_ENSEMBLE DES TÂCHES_:
- A) Répondez à ces questions d'après la page de dépêches :
(i) À quelle date la page a-t-elle été publiée ?
(ii) Quel montant le plan annoncé pour la recherche en santé animale représente-t-il ?
(iii) Quel est aujourd'hui le seul composant issu de produits animaux autorisé dans les engrais organiques ?
- B) Recopiez le passage de la page de dépêches situé entre « Des dépêches de » et « engrais organiques ? », ces deux bornes comprises.

_TEXTE DE LA PAGE_:
★ ★ ★ ★ ★
Des dépêches de mars-avril du site agrimutuel à consulter sur : www.agri-mutuel.com

publié le 30 avril 2026

Anticiper les épizooties

À l’occasion du Sommet « One Health », qui vise à mettre en relation santé humaine, animale et interactions avec les écosystèmes, le ministère de l’agriculture et de l’enseignement supérieur et de la recherche ont annoncé un plan de 47 millions d’euros pour accélérer la recherche en santé animale. L’objectif ? « Anticiper les émergences en santé animale, limiter l’impact des épizooties, et développer des outils innovants pour une gestion intégrée de la santé animale », explique le ministère de l’agriculture dans un communiqué (dépêche TNC 09/04).

Vers davantage de sous-produits animaux dans les engrais organiques ?

Alors qu’aujourd’hui, le lisier est le seul composant issus de produits animaux autorisé dans la composition des engrais organiques, Bruxelles propose d’ouvrir la liste à d’autres produits dérivés.
★ ★ ★ ★ ★
_DONNÉES FOURNIES_:

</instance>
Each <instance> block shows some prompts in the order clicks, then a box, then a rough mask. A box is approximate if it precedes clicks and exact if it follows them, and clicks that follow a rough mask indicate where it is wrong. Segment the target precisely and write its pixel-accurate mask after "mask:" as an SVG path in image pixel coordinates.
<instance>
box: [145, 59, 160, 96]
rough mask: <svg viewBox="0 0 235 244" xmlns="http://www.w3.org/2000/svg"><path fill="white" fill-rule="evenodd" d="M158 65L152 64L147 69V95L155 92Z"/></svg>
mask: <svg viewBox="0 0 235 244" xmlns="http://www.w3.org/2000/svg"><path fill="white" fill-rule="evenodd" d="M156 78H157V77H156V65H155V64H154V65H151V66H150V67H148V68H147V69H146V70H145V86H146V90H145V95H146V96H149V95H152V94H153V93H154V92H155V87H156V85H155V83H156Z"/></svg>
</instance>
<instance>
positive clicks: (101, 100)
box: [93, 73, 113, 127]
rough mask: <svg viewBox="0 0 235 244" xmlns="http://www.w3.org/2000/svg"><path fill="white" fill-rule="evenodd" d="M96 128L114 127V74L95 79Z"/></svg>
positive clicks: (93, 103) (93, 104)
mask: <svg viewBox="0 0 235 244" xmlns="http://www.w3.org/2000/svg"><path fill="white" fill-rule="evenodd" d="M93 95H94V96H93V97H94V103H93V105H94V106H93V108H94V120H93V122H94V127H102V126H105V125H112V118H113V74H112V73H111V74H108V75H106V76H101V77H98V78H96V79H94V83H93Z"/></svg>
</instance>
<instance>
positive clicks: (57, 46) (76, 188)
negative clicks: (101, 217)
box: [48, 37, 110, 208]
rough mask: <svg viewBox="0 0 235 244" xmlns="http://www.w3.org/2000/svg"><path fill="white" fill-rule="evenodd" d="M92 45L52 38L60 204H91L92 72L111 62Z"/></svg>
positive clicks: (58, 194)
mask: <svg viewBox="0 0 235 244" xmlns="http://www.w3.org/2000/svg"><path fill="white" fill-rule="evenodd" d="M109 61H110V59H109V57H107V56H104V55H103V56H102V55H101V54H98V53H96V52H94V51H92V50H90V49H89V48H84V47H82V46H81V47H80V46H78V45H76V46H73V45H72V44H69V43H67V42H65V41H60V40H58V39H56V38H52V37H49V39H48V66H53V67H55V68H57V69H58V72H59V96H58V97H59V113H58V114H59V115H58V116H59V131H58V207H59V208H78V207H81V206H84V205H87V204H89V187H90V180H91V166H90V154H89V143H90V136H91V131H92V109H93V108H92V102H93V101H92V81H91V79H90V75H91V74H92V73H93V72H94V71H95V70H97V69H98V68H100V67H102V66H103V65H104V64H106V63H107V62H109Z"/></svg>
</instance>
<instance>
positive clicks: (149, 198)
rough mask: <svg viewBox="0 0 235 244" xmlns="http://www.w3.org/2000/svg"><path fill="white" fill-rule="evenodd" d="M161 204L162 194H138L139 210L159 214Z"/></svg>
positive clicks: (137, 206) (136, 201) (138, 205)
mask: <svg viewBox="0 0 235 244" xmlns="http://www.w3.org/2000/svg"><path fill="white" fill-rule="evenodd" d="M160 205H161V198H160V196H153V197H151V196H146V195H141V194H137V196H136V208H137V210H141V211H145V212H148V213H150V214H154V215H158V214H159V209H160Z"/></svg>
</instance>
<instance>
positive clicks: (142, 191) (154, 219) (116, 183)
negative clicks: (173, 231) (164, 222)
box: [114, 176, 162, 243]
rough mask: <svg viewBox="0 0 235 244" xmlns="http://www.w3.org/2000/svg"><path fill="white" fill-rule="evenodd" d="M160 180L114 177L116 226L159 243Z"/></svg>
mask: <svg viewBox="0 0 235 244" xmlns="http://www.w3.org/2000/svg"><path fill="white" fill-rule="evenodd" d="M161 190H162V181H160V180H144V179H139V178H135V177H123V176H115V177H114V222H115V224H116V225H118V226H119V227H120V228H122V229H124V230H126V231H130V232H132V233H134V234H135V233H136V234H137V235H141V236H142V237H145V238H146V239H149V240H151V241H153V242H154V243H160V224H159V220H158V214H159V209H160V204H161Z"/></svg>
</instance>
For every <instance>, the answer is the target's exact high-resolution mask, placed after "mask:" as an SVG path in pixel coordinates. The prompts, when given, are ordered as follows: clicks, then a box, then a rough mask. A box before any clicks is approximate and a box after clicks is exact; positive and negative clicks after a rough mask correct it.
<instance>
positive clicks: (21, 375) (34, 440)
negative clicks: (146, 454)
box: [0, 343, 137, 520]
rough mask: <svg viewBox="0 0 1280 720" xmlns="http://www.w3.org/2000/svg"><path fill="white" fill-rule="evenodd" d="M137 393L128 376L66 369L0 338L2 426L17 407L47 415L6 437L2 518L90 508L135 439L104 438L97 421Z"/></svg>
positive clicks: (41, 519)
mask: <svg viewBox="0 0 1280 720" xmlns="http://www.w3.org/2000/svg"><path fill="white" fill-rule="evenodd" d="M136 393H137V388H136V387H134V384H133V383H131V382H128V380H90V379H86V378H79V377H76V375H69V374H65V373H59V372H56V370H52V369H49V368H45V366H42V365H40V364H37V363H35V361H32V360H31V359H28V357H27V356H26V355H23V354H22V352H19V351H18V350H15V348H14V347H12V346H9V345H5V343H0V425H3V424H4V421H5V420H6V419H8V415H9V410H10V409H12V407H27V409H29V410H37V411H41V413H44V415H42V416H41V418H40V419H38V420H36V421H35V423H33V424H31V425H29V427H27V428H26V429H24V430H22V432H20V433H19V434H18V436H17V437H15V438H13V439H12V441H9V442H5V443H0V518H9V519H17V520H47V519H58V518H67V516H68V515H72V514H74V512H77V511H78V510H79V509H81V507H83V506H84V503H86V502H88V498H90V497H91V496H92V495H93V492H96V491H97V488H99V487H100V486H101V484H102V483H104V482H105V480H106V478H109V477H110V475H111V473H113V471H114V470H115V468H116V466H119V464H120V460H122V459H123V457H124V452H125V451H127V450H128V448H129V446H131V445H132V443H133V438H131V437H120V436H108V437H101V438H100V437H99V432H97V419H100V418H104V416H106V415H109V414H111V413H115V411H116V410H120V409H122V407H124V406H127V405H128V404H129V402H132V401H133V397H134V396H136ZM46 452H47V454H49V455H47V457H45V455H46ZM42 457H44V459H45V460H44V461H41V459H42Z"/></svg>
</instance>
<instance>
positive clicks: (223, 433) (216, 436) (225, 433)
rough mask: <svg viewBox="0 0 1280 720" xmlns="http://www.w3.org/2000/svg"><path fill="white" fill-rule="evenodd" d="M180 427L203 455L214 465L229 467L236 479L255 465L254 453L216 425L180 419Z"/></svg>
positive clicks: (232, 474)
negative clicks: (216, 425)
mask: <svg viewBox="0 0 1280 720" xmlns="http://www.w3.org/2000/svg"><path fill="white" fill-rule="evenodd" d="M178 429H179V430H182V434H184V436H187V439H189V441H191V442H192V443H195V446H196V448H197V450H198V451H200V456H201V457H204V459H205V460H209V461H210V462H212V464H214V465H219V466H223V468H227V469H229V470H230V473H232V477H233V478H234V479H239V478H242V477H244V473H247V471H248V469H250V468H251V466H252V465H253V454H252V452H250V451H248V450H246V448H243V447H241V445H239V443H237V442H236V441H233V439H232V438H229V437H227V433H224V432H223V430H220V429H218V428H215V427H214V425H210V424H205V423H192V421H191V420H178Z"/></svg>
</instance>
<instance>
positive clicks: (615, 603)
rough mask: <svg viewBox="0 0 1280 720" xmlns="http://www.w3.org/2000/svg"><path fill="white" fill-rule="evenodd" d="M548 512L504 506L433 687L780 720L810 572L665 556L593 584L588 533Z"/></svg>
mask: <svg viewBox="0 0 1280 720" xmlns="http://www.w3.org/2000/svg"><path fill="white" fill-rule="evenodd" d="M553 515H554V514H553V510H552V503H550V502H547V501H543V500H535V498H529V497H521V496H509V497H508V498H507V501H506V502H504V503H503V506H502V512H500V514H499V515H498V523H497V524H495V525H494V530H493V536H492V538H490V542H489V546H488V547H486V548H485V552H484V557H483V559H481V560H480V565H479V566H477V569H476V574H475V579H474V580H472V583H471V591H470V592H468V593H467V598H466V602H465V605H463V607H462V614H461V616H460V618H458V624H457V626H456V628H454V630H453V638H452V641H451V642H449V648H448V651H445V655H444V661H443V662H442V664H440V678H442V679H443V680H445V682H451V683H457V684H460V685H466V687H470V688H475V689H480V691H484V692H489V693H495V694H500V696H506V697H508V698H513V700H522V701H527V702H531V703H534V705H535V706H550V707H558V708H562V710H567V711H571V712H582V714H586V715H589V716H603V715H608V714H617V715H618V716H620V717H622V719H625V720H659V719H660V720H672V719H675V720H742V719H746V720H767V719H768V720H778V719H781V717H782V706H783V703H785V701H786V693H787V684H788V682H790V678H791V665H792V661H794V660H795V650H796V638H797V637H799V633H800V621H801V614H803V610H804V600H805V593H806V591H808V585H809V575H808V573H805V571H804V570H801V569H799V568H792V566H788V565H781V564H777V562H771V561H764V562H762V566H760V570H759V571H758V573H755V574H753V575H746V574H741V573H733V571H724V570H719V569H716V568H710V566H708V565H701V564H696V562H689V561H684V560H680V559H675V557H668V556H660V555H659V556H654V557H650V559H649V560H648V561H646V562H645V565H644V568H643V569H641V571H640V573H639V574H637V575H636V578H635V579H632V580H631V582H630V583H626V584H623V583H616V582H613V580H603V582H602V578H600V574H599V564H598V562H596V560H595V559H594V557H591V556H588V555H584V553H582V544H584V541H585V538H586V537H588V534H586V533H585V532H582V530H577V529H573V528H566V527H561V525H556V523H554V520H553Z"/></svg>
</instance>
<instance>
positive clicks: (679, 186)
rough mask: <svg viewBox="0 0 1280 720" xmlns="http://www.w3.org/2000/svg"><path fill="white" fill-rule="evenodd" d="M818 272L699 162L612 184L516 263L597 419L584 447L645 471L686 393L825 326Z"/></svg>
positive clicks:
★ ★ ★ ★ ★
_ENSEMBLE DES RÉPONSES_:
- A)
(i) Le 30 avril 2026.
(ii) 47 millions d'euros.
(iii) Le lisier.

- B)
Des dépêches de mars-avril du site agrimutuel à consulter sur : www.agri-mutuel.com

publié le 30 avril 2026

Anticiper les épizooties

À l’occasion du Sommet « One Health », qui vise à mettre en relation santé humaine, animale et interactions avec les écosystèmes, le ministère de l’agriculture et de l’enseignement supérieur et de la recherche ont annoncé un plan de 47 millions d’euros pour accélérer la recherche en santé animale. L’objectif ? « Anticiper les émergences en santé animale, limiter l’impact des épizooties, et développer des outils innovants pour une gestion intégrée de la santé animale », explique le ministère de l’agriculture dans un communiqué (dépêche TNC 09/04).

Vers davantage de sous-produits animaux dans les engrais organiques ?